#### Data to process
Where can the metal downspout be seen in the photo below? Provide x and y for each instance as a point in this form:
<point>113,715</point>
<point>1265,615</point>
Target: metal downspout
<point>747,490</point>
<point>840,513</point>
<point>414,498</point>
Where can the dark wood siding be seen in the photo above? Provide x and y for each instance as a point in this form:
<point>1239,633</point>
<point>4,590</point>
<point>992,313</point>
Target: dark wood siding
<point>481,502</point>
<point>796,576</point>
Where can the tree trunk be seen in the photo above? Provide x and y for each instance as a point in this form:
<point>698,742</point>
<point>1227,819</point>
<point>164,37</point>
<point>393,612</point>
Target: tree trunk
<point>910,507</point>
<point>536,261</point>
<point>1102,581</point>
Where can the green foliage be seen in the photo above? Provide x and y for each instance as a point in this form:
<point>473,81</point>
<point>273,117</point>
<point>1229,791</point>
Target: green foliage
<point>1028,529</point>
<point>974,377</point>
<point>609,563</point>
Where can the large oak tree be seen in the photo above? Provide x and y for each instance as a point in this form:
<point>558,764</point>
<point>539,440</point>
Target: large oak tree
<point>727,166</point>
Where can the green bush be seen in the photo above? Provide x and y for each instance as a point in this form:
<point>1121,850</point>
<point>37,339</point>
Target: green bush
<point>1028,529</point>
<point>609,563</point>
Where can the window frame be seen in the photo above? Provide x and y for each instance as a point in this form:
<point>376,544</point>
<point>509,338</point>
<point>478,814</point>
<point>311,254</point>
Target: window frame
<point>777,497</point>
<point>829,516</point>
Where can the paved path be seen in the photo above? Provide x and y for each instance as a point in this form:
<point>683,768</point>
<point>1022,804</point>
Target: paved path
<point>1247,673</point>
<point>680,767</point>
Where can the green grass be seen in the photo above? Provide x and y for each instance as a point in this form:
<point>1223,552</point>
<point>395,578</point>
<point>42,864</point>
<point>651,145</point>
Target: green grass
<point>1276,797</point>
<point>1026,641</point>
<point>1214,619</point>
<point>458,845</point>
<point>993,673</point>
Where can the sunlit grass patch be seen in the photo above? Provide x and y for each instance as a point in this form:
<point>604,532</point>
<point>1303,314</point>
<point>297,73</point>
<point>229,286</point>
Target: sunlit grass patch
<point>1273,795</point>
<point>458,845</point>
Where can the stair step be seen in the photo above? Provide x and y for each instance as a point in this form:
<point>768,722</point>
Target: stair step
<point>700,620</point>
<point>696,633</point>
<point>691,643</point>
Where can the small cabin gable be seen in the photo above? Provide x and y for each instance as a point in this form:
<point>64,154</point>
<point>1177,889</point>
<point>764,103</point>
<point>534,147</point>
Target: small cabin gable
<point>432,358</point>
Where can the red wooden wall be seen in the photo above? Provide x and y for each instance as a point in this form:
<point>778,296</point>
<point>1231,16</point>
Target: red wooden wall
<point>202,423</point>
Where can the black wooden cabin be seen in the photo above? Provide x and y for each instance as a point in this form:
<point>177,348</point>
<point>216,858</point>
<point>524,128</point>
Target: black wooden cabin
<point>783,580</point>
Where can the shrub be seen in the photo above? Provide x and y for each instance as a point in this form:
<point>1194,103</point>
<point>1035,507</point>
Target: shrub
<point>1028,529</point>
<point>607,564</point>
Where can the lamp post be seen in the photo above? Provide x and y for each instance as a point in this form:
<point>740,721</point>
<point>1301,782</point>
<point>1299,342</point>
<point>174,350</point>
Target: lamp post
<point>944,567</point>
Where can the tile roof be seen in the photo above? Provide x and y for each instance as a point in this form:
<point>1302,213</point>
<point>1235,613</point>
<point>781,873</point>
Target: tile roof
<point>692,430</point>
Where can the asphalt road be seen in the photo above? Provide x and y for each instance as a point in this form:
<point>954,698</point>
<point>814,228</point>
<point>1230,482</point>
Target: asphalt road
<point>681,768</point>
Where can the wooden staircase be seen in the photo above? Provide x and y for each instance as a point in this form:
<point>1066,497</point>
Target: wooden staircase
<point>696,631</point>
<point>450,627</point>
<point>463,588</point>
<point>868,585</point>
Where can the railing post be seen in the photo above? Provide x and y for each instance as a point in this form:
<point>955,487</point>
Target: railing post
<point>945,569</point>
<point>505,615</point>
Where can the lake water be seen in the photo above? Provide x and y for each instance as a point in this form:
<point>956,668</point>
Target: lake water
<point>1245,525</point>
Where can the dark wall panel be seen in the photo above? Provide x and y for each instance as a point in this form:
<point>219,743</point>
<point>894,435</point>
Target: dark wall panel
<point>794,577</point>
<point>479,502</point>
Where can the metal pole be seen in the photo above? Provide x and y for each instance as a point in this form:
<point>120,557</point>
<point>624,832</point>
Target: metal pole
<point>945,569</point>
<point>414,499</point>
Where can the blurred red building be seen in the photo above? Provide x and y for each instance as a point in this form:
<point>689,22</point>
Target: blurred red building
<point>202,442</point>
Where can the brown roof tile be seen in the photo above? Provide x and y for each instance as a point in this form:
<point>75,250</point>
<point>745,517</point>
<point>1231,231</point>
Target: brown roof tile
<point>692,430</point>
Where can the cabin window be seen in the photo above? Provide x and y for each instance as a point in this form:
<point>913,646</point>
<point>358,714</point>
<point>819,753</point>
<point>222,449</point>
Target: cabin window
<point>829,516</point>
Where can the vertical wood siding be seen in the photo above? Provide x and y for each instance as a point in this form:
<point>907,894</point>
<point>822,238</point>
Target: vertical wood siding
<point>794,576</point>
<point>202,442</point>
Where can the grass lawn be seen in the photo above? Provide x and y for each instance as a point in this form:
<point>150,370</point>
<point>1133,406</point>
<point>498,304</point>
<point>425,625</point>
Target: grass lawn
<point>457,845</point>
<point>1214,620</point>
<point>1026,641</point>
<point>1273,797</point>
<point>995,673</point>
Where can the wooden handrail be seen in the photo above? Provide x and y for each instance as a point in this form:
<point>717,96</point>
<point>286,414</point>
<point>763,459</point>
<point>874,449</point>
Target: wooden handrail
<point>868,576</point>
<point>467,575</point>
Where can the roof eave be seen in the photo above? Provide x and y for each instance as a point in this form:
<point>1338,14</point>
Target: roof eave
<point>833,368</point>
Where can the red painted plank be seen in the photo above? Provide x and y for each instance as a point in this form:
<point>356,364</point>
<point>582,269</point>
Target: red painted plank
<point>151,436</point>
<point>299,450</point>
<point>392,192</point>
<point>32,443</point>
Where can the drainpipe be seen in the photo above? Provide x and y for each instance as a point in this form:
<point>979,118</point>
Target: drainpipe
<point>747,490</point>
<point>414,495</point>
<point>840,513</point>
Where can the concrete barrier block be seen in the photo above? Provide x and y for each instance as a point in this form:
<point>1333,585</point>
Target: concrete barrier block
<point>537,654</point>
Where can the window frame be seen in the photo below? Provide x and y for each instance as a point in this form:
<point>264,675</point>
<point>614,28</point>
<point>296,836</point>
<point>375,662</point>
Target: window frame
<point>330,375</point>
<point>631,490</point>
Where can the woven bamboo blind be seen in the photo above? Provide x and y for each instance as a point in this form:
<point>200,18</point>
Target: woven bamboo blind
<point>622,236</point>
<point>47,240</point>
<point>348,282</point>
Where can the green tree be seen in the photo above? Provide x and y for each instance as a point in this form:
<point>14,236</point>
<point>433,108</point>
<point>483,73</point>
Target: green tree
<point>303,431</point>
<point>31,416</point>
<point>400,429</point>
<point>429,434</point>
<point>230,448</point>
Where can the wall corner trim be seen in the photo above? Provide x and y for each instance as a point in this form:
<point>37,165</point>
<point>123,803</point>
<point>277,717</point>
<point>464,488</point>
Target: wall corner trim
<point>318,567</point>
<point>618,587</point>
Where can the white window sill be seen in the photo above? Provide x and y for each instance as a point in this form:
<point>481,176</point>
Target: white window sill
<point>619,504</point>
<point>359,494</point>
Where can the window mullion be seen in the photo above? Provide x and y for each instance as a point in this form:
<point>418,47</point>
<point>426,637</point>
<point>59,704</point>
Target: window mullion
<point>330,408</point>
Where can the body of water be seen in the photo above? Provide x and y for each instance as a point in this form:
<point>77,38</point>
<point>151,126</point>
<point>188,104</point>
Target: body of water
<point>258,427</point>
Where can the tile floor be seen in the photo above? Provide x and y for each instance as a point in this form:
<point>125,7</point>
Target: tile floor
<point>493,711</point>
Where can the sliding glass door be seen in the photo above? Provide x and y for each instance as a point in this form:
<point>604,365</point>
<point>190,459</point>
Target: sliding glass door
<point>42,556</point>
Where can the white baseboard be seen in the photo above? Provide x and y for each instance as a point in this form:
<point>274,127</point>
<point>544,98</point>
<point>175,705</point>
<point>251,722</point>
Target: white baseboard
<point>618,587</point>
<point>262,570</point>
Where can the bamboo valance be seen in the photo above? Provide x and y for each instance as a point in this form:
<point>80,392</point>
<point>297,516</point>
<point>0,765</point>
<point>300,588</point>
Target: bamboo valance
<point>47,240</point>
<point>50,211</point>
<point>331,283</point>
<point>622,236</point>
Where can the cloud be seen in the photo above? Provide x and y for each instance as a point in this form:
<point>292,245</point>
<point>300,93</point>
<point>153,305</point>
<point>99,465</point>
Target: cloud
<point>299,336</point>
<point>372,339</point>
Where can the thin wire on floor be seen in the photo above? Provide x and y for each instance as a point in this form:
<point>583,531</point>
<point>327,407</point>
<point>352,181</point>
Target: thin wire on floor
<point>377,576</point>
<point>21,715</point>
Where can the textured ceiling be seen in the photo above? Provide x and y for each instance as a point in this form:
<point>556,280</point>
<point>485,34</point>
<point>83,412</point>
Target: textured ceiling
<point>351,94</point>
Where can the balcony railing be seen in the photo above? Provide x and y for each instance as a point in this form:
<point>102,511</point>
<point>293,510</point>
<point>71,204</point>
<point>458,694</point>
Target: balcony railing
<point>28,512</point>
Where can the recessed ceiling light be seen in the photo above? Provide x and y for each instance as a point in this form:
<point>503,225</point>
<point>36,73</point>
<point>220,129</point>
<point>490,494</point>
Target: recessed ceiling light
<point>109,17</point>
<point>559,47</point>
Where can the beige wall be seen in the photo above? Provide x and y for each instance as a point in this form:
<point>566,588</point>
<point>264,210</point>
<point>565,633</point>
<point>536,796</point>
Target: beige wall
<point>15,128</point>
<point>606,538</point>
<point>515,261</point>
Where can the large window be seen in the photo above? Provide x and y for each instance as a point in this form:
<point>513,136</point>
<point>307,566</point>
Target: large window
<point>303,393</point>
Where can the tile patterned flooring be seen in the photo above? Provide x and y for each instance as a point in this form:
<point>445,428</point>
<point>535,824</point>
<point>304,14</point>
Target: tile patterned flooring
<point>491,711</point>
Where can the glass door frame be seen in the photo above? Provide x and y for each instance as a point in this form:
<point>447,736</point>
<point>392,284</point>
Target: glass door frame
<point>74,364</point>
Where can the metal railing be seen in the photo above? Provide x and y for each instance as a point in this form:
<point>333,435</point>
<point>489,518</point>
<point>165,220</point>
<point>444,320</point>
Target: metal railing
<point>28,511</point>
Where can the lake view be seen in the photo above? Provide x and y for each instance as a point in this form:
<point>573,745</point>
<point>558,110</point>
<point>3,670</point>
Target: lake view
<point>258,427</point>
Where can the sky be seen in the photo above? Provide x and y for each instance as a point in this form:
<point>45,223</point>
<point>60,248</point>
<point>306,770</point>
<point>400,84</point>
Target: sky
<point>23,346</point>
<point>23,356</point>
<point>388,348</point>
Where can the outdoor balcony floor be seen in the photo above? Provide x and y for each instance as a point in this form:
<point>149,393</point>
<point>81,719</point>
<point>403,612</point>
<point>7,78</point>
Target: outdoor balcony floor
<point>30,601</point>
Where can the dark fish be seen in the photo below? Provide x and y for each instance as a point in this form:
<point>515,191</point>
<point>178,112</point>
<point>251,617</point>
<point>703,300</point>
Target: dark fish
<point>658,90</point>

#### What to work on
Copy out verbatim the lines above, starting at the line that contains "Where can the balcony" and ending at the line that contains "<point>515,261</point>", with both of those lines included.

#### Result for this exercise
Where can the balcony railing be seen in the photo above? Provide x and y for each instance as a point in this form:
<point>102,511</point>
<point>293,510</point>
<point>71,204</point>
<point>458,694</point>
Target: balcony railing
<point>28,512</point>
Where can the recessed ceiling light be seen in the photo above? Provide x and y for each instance as a point in this form:
<point>503,225</point>
<point>36,73</point>
<point>220,129</point>
<point>490,494</point>
Target: recessed ceiling light
<point>109,17</point>
<point>559,47</point>
Where can the beige wall be seen in the photo above? Provide x and y for each instance as a point in this form:
<point>566,588</point>
<point>264,210</point>
<point>565,633</point>
<point>536,796</point>
Target: beige wall
<point>15,128</point>
<point>606,538</point>
<point>515,261</point>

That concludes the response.